--- About this exercise ---
Please return every line of the records that contains the word "surface".

+++ Recorded data +++

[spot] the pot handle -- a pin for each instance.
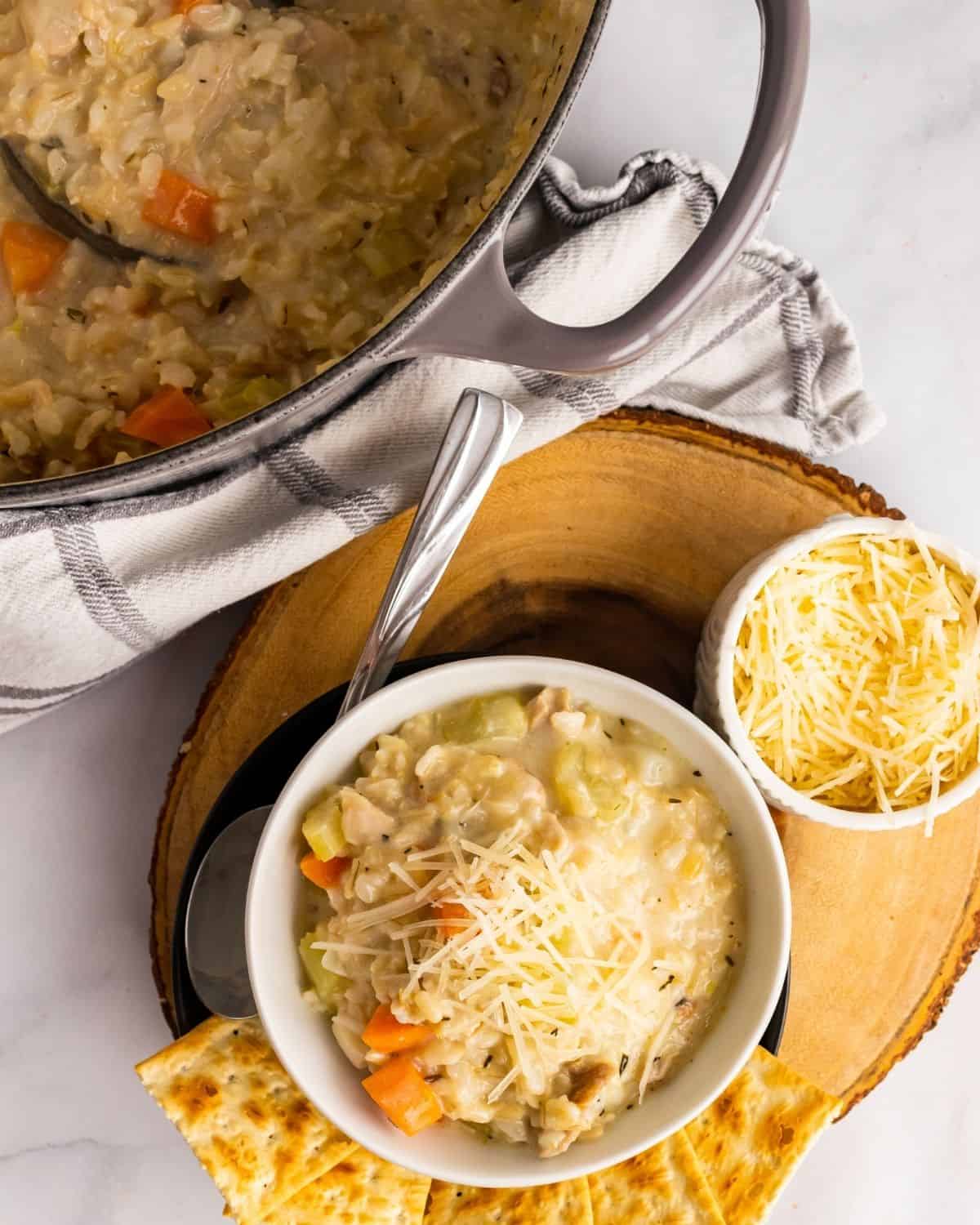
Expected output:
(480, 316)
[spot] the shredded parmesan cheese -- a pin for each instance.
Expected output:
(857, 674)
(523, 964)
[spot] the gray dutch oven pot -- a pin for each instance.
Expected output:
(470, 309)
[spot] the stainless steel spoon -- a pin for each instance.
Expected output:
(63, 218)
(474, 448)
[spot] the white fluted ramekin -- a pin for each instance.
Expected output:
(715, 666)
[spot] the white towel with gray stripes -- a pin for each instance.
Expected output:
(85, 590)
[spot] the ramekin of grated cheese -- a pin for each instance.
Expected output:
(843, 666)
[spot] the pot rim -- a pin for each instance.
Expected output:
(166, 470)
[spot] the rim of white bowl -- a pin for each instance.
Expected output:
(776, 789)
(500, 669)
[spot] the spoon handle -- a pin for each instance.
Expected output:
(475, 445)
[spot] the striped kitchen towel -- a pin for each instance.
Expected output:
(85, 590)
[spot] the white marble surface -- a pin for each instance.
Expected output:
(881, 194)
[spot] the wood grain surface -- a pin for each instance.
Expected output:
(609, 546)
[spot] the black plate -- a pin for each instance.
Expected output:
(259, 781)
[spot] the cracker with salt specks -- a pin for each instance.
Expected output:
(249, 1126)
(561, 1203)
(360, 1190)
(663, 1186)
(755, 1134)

+++

--- Response to the exercise ---
[spot] the white marble surface -- a pin for each instance.
[spot] the wood grain surface -- a pin for each instance.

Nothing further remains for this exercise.